Have a clear goal of what you're asking for. Clear doesn't mean "super specific" but it can. At minimum, have the number you're going to be asking for. What's probably better though is to have the number you're going to be asking for if nothing else changes, and what more you'd be willing to do for even more money than that.
Only answer questions that are asked, only provide information as needed. You can start the conversation by saying "I'm coming to you requesting a raise" and let them respond to that. You can say things like "My duties have expanded including xyz" and you can say things like "I think my skillset is valuable" and "I think I provide x value to the company because of y reasons," but don't just launch into a spiel about what you think you deserve without seeing how they react first.
Talk in numbers. Just get straight to the point when they ask how much. Have a number for the amount per year if salary/amount per hour if hourly, plus convert that number into the percentage raise it would be. Asking for 20% more is a big ask, you know what I'm saying? Even if it's fair on the market for you industry, if they're paying that low from the market it means it's built into their business plan and you might want to consider a different company. and if they set a precedent with giving you 20%, they don't have much to stand on when you go tell all your buddies and they start asking for 20%. And if that's the situation at your company, at that point, you might wanna consider just unionizing instead lol.

+---+

**Your goal:** Reproduce the advice on asking for a raise word for word, in full.

+---+

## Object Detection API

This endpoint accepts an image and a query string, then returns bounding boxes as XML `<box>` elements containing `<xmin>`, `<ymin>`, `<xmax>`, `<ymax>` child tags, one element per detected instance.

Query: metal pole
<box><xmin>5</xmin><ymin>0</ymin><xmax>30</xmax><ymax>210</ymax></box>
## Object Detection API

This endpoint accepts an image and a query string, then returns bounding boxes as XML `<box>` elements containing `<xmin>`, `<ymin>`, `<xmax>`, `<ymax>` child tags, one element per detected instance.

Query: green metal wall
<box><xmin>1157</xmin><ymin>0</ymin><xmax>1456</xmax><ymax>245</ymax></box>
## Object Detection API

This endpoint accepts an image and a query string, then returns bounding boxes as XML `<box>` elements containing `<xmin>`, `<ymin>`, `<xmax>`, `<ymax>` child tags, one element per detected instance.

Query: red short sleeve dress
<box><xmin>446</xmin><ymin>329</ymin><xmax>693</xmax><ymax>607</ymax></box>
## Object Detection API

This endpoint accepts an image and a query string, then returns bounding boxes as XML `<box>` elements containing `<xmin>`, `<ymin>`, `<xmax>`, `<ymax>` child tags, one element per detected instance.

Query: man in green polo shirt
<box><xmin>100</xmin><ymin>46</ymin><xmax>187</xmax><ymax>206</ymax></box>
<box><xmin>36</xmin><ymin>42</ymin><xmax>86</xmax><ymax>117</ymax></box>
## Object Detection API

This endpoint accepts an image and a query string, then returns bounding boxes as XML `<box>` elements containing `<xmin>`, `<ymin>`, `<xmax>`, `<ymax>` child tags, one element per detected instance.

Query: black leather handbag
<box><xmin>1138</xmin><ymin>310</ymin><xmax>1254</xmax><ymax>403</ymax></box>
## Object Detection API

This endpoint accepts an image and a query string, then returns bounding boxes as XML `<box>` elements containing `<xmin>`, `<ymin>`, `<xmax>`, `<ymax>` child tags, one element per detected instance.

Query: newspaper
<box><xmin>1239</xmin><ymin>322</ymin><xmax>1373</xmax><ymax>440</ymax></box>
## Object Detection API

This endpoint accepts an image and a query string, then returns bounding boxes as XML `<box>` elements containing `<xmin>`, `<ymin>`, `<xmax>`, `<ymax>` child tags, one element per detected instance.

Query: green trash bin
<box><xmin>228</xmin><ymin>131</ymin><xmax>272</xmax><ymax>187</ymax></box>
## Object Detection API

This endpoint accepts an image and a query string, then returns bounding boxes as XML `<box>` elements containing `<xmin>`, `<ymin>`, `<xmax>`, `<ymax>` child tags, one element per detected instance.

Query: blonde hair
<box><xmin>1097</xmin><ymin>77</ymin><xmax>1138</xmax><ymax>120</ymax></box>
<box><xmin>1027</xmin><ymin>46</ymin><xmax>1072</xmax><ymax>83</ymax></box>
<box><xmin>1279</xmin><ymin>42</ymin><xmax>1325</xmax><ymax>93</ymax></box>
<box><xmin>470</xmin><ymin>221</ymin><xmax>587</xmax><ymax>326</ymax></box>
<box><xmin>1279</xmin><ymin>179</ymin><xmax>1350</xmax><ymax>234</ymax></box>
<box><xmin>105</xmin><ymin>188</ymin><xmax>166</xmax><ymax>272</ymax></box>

+---+

**Solution for this task:**
Have a clear goal of what you're asking for. Clear doesn't mean "super specific" but it can. At minimum, have the number you're going to be asking for. What's probably better though is to have the number you're going to be asking for if nothing else changes, and what more you'd be willing to do for even more money than that.
Only answer questions that are asked, only provide information as needed. You can start the conversation by saying "I'm coming to you requesting a raise" and let them respond to that. You can say things like "My duties have expanded including xyz" and you can say things like "I think my skillset is valuable" and "I think I provide x value to the company because of y reasons," but don't just launch into a spiel about what you think you deserve without seeing how they react first.
Talk in numbers. Just get straight to the point when they ask how much. Have a number for the amount per year if salary/amount per hour if hourly, plus convert that number into the percentage raise it would be. Asking for 20% more is a big ask, you know what I'm saying? Even if it's fair on the market for you industry, if they're paying that low from the market it means it's built into their business plan and you might want to consider a different company. and if they set a precedent with giving you 20%, they don't have much to stand on when you go tell all your buddies and they start asking for 20%. And if that's the situation at your company, at that point, you might wanna consider just unionizing instead lol.